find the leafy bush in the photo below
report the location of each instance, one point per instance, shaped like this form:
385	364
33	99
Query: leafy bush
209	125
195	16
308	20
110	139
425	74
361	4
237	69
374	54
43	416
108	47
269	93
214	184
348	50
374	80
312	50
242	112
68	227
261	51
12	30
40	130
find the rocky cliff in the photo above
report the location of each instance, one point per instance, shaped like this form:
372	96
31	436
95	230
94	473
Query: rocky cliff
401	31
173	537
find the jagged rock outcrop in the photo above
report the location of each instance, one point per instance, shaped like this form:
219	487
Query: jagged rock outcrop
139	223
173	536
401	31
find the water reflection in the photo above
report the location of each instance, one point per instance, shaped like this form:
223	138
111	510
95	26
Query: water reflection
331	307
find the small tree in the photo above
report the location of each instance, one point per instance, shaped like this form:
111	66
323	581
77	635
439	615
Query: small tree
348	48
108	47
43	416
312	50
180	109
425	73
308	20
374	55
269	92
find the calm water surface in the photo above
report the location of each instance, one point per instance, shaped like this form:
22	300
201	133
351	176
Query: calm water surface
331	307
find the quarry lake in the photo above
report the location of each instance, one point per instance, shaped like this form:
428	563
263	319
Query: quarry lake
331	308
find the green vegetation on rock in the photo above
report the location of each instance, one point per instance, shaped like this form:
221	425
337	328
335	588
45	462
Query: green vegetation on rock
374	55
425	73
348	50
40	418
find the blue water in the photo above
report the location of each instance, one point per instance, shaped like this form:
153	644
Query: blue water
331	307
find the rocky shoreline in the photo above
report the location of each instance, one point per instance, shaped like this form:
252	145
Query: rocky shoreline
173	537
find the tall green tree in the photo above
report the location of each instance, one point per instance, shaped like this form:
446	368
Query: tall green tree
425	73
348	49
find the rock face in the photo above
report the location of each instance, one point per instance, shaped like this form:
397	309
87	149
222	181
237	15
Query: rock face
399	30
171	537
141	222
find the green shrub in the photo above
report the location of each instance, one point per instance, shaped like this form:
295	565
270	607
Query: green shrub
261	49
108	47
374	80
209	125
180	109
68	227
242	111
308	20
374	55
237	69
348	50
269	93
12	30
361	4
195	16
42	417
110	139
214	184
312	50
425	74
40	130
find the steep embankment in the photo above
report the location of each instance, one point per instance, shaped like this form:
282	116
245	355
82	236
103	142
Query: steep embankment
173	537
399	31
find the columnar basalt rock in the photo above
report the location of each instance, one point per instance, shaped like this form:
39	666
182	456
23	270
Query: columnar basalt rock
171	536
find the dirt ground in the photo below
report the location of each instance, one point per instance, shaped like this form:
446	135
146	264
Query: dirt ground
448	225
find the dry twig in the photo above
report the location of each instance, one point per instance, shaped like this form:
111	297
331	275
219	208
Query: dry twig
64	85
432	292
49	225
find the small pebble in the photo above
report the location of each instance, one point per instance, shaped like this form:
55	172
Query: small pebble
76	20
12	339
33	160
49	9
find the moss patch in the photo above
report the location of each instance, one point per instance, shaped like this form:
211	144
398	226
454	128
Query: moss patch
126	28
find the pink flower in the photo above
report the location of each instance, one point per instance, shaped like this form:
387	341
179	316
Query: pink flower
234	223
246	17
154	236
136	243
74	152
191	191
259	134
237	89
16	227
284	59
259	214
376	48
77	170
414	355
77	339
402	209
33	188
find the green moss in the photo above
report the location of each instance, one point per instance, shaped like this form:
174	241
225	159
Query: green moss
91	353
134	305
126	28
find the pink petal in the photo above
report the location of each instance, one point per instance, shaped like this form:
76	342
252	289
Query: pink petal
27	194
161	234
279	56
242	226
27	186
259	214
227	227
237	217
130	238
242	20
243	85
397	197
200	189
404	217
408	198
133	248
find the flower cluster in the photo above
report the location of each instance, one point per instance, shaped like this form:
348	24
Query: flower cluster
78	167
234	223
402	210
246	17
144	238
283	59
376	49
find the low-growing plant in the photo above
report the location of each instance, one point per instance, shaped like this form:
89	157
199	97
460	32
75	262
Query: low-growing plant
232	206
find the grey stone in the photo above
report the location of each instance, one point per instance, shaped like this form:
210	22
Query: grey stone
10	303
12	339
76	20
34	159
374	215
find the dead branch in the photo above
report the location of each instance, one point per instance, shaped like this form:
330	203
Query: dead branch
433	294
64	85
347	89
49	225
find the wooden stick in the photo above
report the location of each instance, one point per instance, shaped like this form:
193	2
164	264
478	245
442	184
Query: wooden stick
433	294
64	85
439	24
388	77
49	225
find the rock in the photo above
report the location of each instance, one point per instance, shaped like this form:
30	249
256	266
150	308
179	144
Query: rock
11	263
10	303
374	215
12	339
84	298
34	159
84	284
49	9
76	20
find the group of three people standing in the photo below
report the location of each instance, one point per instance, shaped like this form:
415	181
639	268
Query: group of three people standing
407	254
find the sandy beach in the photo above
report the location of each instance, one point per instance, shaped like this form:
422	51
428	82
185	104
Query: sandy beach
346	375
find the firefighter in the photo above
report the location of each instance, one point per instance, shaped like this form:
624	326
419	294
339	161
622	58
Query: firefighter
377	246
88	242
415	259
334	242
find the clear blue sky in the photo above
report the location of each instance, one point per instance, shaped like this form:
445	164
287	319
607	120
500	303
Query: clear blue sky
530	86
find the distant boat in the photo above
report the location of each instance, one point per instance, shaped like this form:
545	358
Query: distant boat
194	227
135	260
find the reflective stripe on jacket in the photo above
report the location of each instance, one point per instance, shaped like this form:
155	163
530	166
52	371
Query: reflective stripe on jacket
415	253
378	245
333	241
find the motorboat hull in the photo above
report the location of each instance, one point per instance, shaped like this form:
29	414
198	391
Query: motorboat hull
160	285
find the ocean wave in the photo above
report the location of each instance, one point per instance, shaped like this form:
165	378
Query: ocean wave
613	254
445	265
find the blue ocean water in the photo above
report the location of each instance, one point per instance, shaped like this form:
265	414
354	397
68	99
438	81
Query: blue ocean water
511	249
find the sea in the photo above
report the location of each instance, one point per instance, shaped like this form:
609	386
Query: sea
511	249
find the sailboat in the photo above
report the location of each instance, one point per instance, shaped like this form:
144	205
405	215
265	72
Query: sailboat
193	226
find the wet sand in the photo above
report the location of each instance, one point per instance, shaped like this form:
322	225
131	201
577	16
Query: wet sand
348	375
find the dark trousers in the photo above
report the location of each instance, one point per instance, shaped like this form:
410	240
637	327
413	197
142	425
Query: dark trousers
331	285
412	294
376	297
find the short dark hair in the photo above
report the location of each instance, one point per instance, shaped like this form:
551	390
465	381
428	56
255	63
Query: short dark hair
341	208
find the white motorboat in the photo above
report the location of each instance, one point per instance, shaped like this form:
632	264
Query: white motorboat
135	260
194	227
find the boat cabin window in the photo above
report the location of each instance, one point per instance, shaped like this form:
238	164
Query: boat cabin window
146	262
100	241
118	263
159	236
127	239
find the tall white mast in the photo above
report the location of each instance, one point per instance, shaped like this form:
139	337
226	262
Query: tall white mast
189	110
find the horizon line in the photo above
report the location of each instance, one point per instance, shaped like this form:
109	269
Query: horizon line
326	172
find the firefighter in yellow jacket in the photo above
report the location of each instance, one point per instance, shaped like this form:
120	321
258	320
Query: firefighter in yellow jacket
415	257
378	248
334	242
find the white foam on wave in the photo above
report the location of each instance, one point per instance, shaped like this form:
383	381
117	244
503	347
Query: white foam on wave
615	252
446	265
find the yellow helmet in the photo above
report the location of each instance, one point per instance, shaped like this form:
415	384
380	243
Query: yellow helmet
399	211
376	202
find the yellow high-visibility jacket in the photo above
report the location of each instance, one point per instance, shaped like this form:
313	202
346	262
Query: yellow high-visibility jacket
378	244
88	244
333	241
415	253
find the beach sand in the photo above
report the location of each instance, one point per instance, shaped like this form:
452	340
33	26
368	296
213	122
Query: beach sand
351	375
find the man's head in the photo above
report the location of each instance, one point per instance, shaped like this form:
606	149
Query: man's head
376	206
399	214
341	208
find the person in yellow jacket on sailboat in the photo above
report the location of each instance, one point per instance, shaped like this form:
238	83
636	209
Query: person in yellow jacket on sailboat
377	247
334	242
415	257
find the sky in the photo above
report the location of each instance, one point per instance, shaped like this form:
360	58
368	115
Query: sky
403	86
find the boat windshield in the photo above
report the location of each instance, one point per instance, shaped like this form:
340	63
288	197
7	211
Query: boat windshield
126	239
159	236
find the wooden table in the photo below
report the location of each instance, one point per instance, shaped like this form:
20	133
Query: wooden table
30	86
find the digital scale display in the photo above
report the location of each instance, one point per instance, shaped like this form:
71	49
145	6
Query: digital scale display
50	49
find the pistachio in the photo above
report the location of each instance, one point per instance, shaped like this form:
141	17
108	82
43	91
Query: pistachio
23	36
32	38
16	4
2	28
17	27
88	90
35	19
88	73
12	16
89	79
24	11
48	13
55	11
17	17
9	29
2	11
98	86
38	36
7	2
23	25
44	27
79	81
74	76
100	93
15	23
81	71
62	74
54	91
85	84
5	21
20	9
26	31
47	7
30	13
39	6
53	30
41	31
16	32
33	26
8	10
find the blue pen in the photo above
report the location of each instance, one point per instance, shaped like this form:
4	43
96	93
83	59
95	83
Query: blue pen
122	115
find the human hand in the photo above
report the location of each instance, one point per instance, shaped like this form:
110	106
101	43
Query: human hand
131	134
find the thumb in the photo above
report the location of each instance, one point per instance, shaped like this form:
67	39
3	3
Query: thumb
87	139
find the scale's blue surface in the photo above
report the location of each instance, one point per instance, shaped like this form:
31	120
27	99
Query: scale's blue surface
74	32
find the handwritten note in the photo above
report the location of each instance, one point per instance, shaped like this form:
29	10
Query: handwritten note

☆ ☆ ☆ ☆

AUFGABE =>
Gib bitte den Abschnitt von der Zeile mit „find the boat windshield in the photo above“ bis zum Ende der Einträge, beide Grenzen eingeschlossen, als JSON-Liste von Strings wieder. Verwende einen String pro Zeile und lass Leerzeilen weg.

SCHRIFTLICHE LÖSUNG =>
[
  "find the boat windshield in the photo above",
  "report the location of each instance, one point per instance, shaped like this form:",
  "340\t63",
  "288\t197",
  "7\t211",
  "Query: boat windshield",
  "126\t239",
  "159\t236",
  "find the wooden table in the photo below",
  "report the location of each instance, one point per instance, shaped like this form:",
  "20\t133",
  "Query: wooden table",
  "30\t86",
  "find the digital scale display in the photo above",
  "report the location of each instance, one point per instance, shaped like this form:",
  "71\t49",
  "145\t6",
  "Query: digital scale display",
  "50\t49",
  "find the pistachio in the photo above",
  "report the location of each instance, one point per instance, shaped like this form:",
  "141\t17",
  "108\t82",
  "43\t91",
  "Query: pistachio",
  "23\t36",
  "32\t38",
  "16\t4",
  "2\t28",
  "17\t27",
  "88\t90",
  "35\t19",
  "88\t73",
  "12\t16",
  "89\t79",
  "24\t11",
  "48\t13",
  "55\t11",
  "17\t17",
  "9\t29",
  "2\t11",
  "98\t86",
  "38\t36",
  "7\t2",
  "23\t25",
  "44\t27",
  "79\t81",
  "74\t76",
  "100\t93",
  "15\t23",
  "81\t71",
  "62\t74",
  "54\t91",
  "85\t84",
  "5\t21",
  "20\t9",
  "26\t31",
  "47\t7",
  "30\t13",
  "39\t6",
  "53\t30",
  "41\t31",
  "16\t32",
  "33\t26",
  "8\t10",
  "find the blue pen in the photo above",
  "report the location of each instance, one point per instance, shaped like this form:",
  "4\t43",
  "96\t93",
  "83\t59",
  "95\t83",
  "Query: blue pen",
  "122\t115",
  "find the human hand in the photo above",
  "report the location of each instance, one point per instance, shaped like this form:",
  "110\t106",
  "101\t43",
  "Query: human hand",
  "131\t134",
  "find the thumb in the photo above",
  "report the location of each instance, one point per instance, shaped like this form:",
  "67\t39",
  "3\t3",
  "Query: thumb",
  "87\t139",
  "find the scale's blue surface in the photo above",
  "report the location of each instance, one point per instance, shaped like this form:",
  "31\t120",
  "27\t99",
  "Query: scale's blue surface",
  "74\t32",
  "find the handwritten note in the photo above",
  "report the location of each instance, one point per instance, shaped like this form:",
  "29\t10",
  "Query: handwritten note"
]